▸ To be done: Keep only the lines below that contain the string "window" and copy each one. Case counts.

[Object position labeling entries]
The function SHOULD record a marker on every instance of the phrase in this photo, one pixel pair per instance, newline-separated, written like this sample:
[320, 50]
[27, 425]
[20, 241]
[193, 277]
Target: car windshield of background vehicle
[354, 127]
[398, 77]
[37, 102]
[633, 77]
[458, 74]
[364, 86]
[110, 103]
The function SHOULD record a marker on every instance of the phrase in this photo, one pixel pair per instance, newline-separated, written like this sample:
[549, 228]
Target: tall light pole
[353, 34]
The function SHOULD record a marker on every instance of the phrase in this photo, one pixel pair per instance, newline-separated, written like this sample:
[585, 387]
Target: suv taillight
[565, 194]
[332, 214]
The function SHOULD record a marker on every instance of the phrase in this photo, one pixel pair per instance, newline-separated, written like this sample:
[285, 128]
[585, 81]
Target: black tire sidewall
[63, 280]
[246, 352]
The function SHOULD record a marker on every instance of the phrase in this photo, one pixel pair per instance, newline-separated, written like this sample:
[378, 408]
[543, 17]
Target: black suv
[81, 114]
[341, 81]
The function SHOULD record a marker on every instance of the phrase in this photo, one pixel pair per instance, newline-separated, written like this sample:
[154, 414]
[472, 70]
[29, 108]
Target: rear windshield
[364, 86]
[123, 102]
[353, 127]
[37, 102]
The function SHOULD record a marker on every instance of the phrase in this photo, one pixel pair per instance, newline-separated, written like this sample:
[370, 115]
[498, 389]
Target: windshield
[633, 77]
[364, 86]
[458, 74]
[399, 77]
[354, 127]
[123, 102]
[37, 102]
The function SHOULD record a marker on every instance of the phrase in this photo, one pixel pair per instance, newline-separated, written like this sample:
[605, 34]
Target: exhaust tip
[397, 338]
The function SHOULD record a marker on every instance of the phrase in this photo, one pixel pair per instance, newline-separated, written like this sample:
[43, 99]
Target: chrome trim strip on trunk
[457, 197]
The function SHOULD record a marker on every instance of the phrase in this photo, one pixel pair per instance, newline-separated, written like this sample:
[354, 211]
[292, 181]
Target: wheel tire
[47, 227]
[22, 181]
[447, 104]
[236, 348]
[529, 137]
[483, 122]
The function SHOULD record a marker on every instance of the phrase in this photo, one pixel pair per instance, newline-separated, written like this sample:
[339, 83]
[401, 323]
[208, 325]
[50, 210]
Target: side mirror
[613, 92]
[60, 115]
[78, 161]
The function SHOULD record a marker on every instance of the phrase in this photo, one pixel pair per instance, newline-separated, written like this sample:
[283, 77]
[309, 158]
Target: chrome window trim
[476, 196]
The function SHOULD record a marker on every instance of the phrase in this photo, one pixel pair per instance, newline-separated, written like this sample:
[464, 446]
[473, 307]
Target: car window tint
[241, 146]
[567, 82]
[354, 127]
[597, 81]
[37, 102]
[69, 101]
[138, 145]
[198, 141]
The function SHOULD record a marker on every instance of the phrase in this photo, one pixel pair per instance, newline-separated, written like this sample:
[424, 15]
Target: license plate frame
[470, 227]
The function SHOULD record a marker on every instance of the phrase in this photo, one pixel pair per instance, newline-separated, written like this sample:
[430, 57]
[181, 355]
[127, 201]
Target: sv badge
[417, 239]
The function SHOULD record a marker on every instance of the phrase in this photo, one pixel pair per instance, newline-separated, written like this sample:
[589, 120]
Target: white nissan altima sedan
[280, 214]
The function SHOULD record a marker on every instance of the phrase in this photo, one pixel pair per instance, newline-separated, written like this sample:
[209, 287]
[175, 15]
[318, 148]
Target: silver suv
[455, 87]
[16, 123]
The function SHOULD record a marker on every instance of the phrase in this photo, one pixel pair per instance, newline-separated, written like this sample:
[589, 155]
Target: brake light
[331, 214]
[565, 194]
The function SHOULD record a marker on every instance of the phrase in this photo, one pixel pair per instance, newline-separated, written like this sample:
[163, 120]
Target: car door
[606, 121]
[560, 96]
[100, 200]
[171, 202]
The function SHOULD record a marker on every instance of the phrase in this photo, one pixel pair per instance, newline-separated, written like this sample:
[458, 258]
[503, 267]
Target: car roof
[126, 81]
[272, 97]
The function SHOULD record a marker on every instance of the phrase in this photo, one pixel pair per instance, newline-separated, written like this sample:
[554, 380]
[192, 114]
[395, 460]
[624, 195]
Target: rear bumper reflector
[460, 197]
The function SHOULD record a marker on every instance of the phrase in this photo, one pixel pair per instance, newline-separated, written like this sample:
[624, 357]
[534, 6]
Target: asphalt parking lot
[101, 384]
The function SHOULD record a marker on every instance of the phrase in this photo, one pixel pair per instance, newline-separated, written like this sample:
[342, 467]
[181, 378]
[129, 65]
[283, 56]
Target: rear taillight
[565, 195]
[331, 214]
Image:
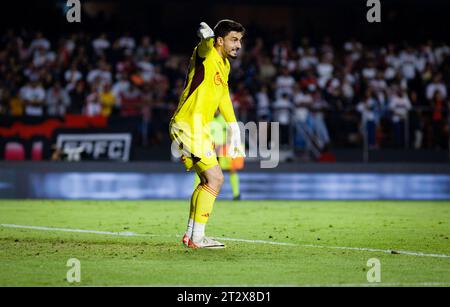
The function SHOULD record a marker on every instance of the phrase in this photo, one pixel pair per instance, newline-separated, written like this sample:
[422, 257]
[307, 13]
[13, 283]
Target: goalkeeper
[219, 134]
[206, 90]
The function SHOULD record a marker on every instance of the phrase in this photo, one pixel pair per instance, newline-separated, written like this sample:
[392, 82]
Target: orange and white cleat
[206, 242]
[186, 240]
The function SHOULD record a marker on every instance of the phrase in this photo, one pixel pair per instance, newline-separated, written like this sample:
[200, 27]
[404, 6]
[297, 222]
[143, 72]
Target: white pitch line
[131, 234]
[123, 234]
[380, 284]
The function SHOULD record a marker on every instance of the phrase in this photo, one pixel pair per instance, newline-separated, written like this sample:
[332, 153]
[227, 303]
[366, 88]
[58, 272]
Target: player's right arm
[206, 34]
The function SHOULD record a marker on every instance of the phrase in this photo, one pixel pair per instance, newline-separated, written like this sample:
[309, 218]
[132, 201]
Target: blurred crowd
[322, 94]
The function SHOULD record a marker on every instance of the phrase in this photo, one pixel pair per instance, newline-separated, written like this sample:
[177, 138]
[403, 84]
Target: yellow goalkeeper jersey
[206, 89]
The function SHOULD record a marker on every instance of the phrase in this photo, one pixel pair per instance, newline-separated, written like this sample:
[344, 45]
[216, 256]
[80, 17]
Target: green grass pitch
[321, 235]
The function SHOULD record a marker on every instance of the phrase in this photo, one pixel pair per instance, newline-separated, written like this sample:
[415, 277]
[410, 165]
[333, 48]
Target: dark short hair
[225, 26]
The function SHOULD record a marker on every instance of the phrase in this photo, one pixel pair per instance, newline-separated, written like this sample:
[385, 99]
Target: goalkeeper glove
[205, 31]
[235, 149]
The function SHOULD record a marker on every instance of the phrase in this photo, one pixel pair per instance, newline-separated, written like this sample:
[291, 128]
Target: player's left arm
[227, 111]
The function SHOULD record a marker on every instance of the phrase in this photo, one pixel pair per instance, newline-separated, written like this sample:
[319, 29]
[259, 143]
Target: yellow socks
[203, 208]
[234, 181]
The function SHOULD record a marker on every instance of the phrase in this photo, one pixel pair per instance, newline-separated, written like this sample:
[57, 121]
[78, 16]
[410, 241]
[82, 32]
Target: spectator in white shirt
[370, 114]
[284, 84]
[39, 42]
[302, 117]
[57, 100]
[127, 42]
[399, 106]
[33, 96]
[102, 74]
[436, 86]
[282, 109]
[262, 104]
[72, 76]
[100, 44]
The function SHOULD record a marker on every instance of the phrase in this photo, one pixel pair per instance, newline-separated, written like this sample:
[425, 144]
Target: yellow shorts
[227, 163]
[199, 164]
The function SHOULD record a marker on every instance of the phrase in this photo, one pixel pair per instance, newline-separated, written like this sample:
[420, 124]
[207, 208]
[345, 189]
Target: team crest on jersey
[218, 79]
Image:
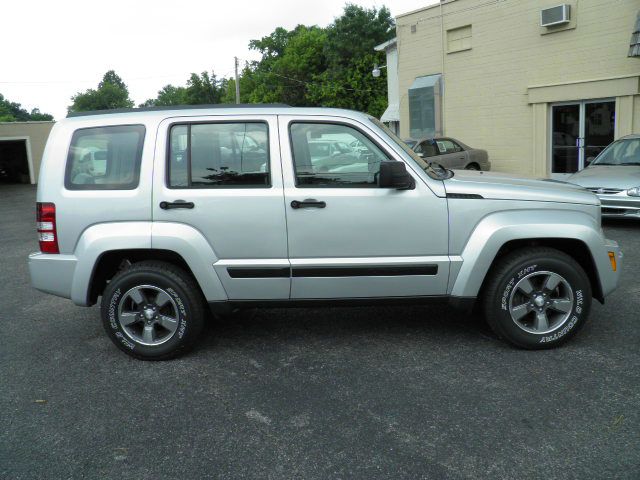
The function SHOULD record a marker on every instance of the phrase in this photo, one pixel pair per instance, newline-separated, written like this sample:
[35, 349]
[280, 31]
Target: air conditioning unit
[555, 15]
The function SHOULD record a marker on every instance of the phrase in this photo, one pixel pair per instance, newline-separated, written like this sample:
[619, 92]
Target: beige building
[21, 148]
[541, 99]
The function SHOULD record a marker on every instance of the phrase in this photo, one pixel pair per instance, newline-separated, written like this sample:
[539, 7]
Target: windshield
[419, 160]
[622, 152]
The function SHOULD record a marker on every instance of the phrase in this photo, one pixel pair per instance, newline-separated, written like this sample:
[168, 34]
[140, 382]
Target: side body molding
[494, 230]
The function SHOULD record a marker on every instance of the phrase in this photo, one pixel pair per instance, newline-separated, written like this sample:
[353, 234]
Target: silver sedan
[451, 153]
[614, 176]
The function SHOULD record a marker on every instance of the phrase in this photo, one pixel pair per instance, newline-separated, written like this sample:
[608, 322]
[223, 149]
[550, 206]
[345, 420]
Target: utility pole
[237, 82]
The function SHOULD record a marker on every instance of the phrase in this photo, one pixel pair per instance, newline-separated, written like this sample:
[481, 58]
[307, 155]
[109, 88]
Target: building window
[459, 39]
[425, 107]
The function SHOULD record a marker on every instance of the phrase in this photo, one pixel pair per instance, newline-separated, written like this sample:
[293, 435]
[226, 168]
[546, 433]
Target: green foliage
[202, 89]
[306, 66]
[111, 93]
[13, 112]
[323, 66]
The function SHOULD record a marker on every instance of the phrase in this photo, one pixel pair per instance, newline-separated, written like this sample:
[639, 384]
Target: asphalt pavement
[385, 392]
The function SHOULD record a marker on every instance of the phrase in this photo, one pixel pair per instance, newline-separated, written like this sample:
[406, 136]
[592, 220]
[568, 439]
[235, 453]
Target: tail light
[46, 224]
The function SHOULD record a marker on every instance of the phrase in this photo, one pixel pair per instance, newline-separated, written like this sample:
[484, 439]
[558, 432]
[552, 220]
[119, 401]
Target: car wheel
[153, 311]
[537, 298]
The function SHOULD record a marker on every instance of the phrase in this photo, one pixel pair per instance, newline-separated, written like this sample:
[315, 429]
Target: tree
[111, 93]
[317, 66]
[13, 112]
[202, 89]
[168, 95]
[347, 81]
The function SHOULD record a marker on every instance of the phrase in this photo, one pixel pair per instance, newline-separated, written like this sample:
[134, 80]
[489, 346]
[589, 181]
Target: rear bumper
[52, 273]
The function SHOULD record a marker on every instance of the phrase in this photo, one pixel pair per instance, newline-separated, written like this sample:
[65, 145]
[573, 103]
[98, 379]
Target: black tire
[505, 289]
[185, 302]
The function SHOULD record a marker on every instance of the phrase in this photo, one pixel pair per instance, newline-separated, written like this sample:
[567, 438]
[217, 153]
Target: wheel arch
[111, 262]
[576, 249]
[103, 247]
[504, 232]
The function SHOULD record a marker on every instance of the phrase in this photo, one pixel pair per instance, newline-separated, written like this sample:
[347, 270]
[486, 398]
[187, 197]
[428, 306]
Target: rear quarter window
[105, 158]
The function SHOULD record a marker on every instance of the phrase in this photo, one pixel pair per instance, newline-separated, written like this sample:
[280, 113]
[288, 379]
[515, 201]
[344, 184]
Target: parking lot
[388, 392]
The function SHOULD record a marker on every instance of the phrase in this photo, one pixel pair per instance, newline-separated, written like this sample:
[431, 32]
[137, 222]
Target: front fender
[495, 230]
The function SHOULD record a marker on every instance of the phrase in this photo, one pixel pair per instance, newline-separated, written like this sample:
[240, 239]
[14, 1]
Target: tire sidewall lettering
[563, 330]
[121, 336]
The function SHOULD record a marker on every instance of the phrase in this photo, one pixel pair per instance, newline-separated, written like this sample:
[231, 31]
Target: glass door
[599, 127]
[565, 135]
[579, 132]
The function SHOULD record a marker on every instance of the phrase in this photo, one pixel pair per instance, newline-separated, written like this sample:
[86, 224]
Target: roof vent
[555, 15]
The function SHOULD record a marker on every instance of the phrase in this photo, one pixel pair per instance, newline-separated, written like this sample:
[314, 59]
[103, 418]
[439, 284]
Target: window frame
[188, 124]
[332, 122]
[134, 184]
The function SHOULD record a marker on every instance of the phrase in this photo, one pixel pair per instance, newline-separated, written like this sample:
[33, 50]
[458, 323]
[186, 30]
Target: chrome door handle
[309, 202]
[176, 204]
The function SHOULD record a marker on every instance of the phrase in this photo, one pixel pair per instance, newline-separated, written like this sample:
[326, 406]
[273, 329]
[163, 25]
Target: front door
[348, 238]
[579, 132]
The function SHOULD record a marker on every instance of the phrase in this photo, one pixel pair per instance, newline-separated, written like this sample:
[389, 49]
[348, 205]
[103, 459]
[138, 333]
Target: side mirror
[394, 174]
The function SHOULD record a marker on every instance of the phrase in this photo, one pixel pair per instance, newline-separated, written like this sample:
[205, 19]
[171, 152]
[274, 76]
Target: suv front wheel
[152, 311]
[538, 298]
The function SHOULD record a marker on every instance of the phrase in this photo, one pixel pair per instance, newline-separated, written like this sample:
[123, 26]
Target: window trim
[135, 183]
[188, 124]
[332, 122]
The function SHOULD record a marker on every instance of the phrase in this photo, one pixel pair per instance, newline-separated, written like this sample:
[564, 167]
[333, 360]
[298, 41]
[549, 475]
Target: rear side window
[105, 158]
[219, 155]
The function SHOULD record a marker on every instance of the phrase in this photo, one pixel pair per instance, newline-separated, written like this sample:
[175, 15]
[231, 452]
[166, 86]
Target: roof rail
[178, 107]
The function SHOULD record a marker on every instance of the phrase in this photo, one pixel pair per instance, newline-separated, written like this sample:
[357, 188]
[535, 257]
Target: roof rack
[179, 107]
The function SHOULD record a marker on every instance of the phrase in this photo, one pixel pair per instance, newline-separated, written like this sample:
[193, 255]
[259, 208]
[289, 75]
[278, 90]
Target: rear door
[229, 168]
[348, 238]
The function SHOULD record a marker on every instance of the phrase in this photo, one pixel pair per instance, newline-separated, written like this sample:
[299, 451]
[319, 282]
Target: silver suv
[217, 209]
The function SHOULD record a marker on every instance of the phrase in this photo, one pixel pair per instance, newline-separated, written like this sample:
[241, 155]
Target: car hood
[509, 187]
[608, 176]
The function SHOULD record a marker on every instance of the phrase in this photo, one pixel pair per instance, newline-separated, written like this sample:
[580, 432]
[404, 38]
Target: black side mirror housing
[394, 174]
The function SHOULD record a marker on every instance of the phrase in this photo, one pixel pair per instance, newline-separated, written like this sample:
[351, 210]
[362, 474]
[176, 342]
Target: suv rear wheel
[538, 298]
[152, 311]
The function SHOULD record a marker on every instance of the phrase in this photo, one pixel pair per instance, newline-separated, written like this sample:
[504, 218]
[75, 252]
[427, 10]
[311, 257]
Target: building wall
[497, 93]
[36, 134]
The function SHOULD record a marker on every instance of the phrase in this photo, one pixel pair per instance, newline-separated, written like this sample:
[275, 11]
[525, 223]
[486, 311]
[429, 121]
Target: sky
[55, 49]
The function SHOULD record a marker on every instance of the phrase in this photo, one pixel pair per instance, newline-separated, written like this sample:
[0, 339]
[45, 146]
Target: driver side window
[334, 155]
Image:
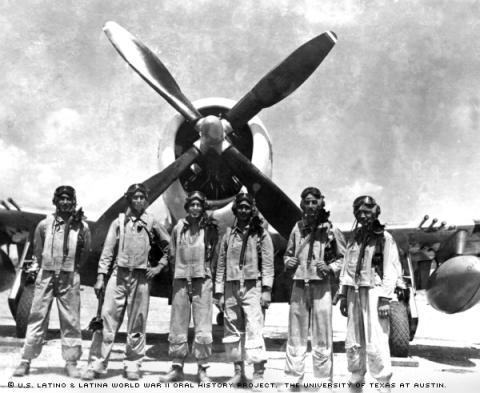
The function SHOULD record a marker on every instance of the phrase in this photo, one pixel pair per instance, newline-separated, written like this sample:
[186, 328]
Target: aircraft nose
[211, 130]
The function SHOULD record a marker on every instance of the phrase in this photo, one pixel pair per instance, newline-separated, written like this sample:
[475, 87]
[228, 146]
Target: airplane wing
[445, 261]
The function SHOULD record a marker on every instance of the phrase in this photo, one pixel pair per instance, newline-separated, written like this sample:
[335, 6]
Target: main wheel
[23, 309]
[399, 330]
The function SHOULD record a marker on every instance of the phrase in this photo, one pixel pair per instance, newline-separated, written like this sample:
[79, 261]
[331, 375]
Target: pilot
[314, 255]
[193, 250]
[243, 286]
[367, 280]
[61, 246]
[125, 256]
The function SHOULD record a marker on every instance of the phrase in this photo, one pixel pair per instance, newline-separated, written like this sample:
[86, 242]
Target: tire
[23, 309]
[399, 330]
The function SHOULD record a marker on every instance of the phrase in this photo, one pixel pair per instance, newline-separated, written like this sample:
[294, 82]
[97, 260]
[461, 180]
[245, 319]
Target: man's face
[195, 209]
[139, 202]
[311, 205]
[64, 203]
[364, 215]
[244, 211]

▸ Result for this task:
Target: chrome window trim
Target: car window tint
Target: building window
Target: rear quarter window
Target: window frame
Target: window trim
Target: rear side window
Target: driver side window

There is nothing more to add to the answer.